Adalet Bakanı Yılmaz Tunç,28. Dönem 3. Yasama Yılı’nın başlaması dolayısıyla düzenlenen resepsiyonda gazetecilerin sorularını yanıtladı.
Siber Güvenlik Teşkilatı’nın kurulmasıyla ilgili soru üzerine Tunç, çalışmaların birkaç aydan bu yana devam ettiğini belirtti. Tunç, “Yakın zamanda sonuçlanır. Siber güvenlik, artık ülkeler için çok önemli hale geldi. Kurumsal bir yapının olması lazım.” diye konuştu.
Tunç, “toplumda cezasızlık algısı” konusunda bir soru üzerine, koşullu salıverme süreleri ve denetimli serbestlik süreleriyle ilgili bazı suçlar bakımından kamuoyunda birtakım değerlendirmeler yapıldığını aktardı.
Cumhurbaşkanı Recep Tayyip Erdoğan’ın kabine toplantısı sonrasında “suç ve suçluyla mücadele” konusuna vurgu yaptığını anımsatan Tunç, “Özellikle Ceza İnfaz Kanunu’muzda bazı suçlar bakımından denetimli serbestlik sürelerinin olup olmayacağı tartışılabilir.” dedi.
Kovid-19 salgını döneminde denetimli serbestlik uygulamasının genişletildiğini hatırlatan Tunç, şöyle devam etti:
“Bundan sonraki süreçte bazı suçlar bakımından denetimli serbestlik olmayabilir, bu tartışılabilir. Yine cezası az olan suçlarda, yatarının olmaması nedeniyle toplumda bir infial uyanıyor ve ‘yapanın yanına kar kaldı’ algısı oluşuyor. Bunu ortadan kaldırmanın yolu basit suçlarda denetimli serbestliğin uygulanabilmesi için belli bir süre cezaevinde kalma şartı getirilebilir. Bunla ilgili taslak çalışmalarımızı daha önce TBMM’ye sunmuştuk.”
------------
## Yapılacak İşler
[A] Bakan Tunç'un açıklamalarını aktaran habere göre aşağıdaki soruları yanıtlayın.
(i) Tunç, gazetecilerin sorularını hangi vesileyle düzenlenen resepsiyonda yanıtladı?
(ii) Siber Güvenlik Teşkilatı'nın kurulmasıyla ilgili çalışmalar ne zamandan bu yana devam ediyor?
(iii) Denetimli serbestlik uygulaması hangi dönemde genişletilmişti?
[B] Bakan Tunç'un açıklamalarını aktaran haberde “Adalet Bakanı Yılmaz” sözlerinden “değerlendirmeler yapıldığını aktardı.” sözlerine kadar olan bölümü hiç değiştirmeden alıntılayın.
[C] Bakan Tunç'un açıklamalarını aktaran haberi, son cümlesinden sonra gelecek biçimde sürdürün.
------------
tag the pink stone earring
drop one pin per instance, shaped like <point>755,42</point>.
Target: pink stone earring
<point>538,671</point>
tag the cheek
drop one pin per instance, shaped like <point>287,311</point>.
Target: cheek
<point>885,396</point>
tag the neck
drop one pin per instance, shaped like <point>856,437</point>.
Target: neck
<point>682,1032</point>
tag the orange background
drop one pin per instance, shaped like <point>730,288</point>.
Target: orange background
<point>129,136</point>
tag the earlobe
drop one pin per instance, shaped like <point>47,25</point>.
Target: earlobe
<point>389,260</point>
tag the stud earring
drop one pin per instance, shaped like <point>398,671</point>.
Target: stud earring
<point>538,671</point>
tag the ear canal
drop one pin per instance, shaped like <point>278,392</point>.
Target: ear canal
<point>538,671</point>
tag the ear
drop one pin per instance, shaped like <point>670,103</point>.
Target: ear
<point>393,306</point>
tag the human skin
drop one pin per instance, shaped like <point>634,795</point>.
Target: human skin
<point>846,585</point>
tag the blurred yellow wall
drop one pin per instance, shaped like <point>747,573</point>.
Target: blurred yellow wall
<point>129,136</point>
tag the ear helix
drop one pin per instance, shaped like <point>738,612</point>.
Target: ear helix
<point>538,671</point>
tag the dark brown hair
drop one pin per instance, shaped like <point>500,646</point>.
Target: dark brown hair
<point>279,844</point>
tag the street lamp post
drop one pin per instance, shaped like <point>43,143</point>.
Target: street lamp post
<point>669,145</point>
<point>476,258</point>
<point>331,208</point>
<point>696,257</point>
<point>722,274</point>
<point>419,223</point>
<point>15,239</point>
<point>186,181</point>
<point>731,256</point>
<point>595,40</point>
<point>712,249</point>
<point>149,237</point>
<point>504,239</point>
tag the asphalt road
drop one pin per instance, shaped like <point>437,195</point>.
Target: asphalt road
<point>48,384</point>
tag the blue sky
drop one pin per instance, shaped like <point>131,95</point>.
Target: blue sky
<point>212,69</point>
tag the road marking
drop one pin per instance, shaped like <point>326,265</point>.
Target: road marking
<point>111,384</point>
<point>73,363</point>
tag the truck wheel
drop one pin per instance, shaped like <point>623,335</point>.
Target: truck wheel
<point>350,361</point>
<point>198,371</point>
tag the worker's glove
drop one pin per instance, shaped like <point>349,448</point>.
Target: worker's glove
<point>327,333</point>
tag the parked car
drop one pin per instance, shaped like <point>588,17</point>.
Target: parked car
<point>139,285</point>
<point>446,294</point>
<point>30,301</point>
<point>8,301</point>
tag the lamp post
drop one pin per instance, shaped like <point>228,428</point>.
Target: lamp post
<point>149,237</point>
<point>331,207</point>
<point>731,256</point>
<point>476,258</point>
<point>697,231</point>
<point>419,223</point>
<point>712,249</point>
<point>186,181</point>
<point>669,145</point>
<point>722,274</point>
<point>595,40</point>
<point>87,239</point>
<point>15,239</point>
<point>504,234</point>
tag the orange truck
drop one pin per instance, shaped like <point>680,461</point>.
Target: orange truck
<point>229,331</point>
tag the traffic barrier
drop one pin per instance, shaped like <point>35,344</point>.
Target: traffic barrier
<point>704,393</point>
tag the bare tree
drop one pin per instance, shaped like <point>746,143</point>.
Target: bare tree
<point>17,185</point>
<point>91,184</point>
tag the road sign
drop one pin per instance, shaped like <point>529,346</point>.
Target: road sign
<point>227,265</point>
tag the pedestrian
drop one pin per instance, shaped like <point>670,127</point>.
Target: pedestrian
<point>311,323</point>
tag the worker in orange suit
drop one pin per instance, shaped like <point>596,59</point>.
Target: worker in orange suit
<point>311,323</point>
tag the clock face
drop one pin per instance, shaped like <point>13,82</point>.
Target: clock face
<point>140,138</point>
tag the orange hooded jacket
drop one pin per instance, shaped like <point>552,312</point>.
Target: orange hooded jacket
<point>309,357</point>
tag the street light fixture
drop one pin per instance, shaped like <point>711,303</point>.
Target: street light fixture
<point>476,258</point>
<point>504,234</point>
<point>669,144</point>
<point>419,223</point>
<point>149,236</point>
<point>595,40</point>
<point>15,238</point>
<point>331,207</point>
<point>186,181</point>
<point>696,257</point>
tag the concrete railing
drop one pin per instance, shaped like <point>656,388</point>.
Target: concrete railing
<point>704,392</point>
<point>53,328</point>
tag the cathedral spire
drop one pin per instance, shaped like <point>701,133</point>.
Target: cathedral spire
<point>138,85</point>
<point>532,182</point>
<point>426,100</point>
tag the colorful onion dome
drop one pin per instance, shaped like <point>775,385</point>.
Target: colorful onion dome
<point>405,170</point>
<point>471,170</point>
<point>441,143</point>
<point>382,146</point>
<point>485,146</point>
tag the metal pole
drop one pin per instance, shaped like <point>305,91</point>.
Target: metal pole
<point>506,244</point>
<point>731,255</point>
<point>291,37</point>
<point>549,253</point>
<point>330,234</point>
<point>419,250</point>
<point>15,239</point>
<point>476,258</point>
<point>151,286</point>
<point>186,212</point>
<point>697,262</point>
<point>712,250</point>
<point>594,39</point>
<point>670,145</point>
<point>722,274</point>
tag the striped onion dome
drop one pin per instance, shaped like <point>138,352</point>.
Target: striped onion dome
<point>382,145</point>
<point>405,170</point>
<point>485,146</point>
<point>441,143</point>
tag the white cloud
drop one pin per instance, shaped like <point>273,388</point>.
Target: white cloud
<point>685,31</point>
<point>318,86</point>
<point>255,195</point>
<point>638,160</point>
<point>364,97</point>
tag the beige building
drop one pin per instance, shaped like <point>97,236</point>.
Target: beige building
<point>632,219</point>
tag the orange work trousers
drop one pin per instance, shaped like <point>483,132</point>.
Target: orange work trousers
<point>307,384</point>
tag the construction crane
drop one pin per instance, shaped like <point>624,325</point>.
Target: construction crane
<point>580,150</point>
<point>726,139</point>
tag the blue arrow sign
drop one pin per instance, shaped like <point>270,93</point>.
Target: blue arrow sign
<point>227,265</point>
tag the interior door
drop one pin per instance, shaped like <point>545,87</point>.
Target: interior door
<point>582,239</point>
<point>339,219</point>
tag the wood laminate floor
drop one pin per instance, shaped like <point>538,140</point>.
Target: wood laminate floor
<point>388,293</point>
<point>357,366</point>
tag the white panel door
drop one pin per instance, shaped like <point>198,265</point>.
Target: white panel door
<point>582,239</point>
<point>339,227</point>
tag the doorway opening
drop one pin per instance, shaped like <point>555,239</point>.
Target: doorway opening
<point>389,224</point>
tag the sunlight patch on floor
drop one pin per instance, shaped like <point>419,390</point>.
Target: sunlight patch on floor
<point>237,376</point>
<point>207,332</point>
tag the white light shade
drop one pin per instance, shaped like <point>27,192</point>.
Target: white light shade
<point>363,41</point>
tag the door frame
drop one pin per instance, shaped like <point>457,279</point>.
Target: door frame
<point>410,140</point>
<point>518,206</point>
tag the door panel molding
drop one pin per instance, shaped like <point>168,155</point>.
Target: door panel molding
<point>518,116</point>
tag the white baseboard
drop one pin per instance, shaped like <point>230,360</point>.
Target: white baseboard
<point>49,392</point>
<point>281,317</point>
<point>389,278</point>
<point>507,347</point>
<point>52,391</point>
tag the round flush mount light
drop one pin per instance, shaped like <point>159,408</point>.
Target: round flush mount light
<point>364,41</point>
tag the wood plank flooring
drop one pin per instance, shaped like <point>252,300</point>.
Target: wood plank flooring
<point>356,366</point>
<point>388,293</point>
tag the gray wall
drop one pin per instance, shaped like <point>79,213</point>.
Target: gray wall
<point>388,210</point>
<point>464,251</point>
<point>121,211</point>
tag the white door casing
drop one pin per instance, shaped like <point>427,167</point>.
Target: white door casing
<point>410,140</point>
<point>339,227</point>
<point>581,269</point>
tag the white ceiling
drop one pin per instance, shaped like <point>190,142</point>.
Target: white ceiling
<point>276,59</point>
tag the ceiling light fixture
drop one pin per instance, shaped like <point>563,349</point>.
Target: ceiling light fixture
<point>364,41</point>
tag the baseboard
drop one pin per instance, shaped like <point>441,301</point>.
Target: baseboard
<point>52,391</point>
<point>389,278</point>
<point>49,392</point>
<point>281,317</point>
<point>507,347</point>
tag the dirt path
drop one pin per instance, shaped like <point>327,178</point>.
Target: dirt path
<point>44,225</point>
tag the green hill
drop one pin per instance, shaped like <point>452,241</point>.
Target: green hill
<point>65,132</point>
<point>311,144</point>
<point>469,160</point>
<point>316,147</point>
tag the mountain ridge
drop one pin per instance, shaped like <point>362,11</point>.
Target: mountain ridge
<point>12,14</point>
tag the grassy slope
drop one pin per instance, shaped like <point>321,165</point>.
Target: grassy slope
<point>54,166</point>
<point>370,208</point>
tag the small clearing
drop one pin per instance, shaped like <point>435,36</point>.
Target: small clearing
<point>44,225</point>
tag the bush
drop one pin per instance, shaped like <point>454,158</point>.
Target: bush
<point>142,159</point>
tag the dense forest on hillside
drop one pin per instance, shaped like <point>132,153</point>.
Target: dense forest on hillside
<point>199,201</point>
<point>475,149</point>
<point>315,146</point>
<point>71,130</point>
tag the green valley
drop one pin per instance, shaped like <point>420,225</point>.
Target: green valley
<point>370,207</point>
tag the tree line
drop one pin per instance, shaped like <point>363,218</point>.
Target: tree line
------------
## Yanıtlar
[A]
(i) 28. Dönem 3. Yasama Yılı'nın başlaması dolayısıyla düzenlenen resepsiyonda.
(ii) Birkaç aydan bu yana.
(iii) Kovid-19 salgını döneminde.

[B]
Adalet Bakanı Yılmaz Tunç,28. Dönem 3. Yasama Yılı’nın başlaması dolayısıyla düzenlenen resepsiyonda gazetecilerin sorularını yanıtladı.
Siber Güvenlik Teşkilatı’nın kurulmasıyla ilgili soru üzerine Tunç, çalışmaların birkaç aydan bu yana devam ettiğini belirtti. Tunç, “Yakın zamanda sonuçlanır. Siber güvenlik, artık ülkeler için çok önemli hale geldi. Kurumsal bir yapının olması lazım.” diye konuştu.
Tunç, “toplumda cezasızlık algısı” konusunda bir soru üzerine, koşullu salıverme süreleri ve denetimli serbestlik süreleriyle ilgili bazı suçlar bakımından kamuoyunda birtakım değerlendirmeler yapıldığını aktardı.

[C]
Yılmaz Tunç: En ağır cezaya çarptırılacak
Diyarbakır’da kaybolduktan sonra cansız bedenine ulaşılan Narin Güran’a ilişkin soruşturmanın devam ettiğini dile getiren Bakan Tunç, şüphelilerin ifadeleri üzerinden bazı tahminlerde bulunulduğunu belirterek, “Soruşturmanın gizliliği esas. Soruşturmanın gizliğine etki etmemek lazım.” diye konuştu.
Adli tıp kurumlarınca yapılan incelemeler sonucu bazı bulguların elde edildiğini belirten Tunç, “Tüm bu bulgular dosyada mevcut. HTS kayıtları ve baz çakışmaları, daraltılmış baz çakışması yapılıyor şu anda. Sonradan tespit edilen kameralar kayıtları var, bunlar toplandı, TÜBİTAK incelemesine tabi tutuluyor. 28 şüpheli var. Tüm bu delillerin hepsi değerlendirilecek ve sonunda bir iddianame ortaya çıkacak. Narin evladımızın katilleri de yargı huzuruna çıkarılıp, Türk Ceza Kanunu’ndaki en ağır cezaya çarptırılacak. Etkin bir şekilde soruşturma devam ediyor.” diye konuştu.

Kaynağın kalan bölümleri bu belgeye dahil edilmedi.